The request: Copy out every one of the rows that follow, word for word, with nothing changed.

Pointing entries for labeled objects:
— START —

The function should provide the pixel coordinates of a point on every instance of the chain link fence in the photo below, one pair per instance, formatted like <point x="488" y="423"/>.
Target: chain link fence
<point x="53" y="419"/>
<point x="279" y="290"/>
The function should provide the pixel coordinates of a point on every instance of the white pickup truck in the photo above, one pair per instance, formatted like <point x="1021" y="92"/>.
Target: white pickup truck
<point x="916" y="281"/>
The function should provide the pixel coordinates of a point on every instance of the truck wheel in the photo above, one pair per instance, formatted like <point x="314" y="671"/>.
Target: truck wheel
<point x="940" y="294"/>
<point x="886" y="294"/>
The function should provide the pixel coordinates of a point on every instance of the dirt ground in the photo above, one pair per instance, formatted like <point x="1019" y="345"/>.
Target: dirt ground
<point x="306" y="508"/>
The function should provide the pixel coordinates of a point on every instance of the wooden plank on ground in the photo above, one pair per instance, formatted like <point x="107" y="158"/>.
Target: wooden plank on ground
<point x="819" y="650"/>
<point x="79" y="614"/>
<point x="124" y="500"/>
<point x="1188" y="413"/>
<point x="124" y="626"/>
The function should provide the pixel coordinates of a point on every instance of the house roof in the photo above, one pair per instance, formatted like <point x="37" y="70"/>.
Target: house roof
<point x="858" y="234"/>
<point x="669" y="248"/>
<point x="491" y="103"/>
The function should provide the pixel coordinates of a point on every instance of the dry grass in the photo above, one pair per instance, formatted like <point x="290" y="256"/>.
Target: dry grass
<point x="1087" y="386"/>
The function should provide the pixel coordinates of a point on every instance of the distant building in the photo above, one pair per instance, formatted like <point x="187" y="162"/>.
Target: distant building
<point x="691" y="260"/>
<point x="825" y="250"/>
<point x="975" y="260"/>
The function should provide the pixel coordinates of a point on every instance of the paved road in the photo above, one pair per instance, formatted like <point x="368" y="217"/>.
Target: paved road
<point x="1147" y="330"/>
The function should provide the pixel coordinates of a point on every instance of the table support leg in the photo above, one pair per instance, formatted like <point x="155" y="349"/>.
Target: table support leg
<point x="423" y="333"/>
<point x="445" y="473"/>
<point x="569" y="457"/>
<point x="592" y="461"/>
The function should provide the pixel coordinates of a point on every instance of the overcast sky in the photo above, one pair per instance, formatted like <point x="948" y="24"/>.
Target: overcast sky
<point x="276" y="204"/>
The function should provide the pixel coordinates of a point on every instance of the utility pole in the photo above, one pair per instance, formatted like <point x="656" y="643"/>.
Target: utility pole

— END —

Full response:
The function should provide the pixel coordinates of a point on every instance of the chain link fence in the photo below, one pair per instance, formatted like <point x="488" y="423"/>.
Target: chain link fence
<point x="53" y="419"/>
<point x="279" y="290"/>
The function should provide the pixel coordinates of a point on every instance of the white pickup truck in the photo above, one pair per instance, formatted like <point x="1021" y="92"/>.
Target: white pickup truck
<point x="916" y="281"/>
The function should provide the pixel coordinates of a point on every instance of the truck wheel in the photo above, one pair per instance, formatted like <point x="314" y="671"/>.
Target: truck wheel
<point x="940" y="294"/>
<point x="886" y="294"/>
The function should provide the pixel coordinates of a point on every instance of the dirt ground in the photo above, one pair per instance, formatted like <point x="1019" y="345"/>.
Target: dirt ground
<point x="306" y="508"/>
The function should provide the pixel coordinates of a point on every instance of the wooden plank on ground in the photo above, one pair per instance, formatted like <point x="107" y="158"/>.
Target: wooden plank on ground
<point x="819" y="650"/>
<point x="79" y="614"/>
<point x="124" y="500"/>
<point x="1188" y="413"/>
<point x="124" y="626"/>
The function should provide the pixel coordinates of a point on every instance of the house roof in the photo above, one pair per instance, formatted like <point x="37" y="70"/>.
Target: house roof
<point x="858" y="234"/>
<point x="669" y="248"/>
<point x="491" y="103"/>
The function should provide the pixel coordinates of a point on every instance of the dry grass in the photo above, one pair per instance, formatted like <point x="290" y="256"/>.
Target: dry grass
<point x="1087" y="386"/>
The function should provide the pixel coordinates of a point on every instance of the distant building in the photo above, one pair per instance, formatted like <point x="187" y="162"/>.
Target: distant building
<point x="691" y="260"/>
<point x="825" y="250"/>
<point x="975" y="260"/>
The function should provide the pixel coordinates of a point on every instance of the paved road in the photo above, one pair per instance, formatted like <point x="368" y="217"/>.
Target: paved road
<point x="1147" y="330"/>
The function should provide the pixel coordinates of a point on every instance of the table support leg in the photo above, one pair per instance, formatted like <point x="155" y="349"/>.
Target: table support leg
<point x="423" y="333"/>
<point x="445" y="473"/>
<point x="569" y="457"/>
<point x="592" y="461"/>
The function should provide the pixel coordinates of a point on every instance of the overcast sky in the photo above, one pair per instance, formatted like <point x="948" y="24"/>.
Target: overcast sky
<point x="276" y="204"/>
The function should provide the pixel coordinates of a point on every instance of the utility pole in the photo above, one pair per instance, formatted like <point x="656" y="643"/>.
Target: utility pole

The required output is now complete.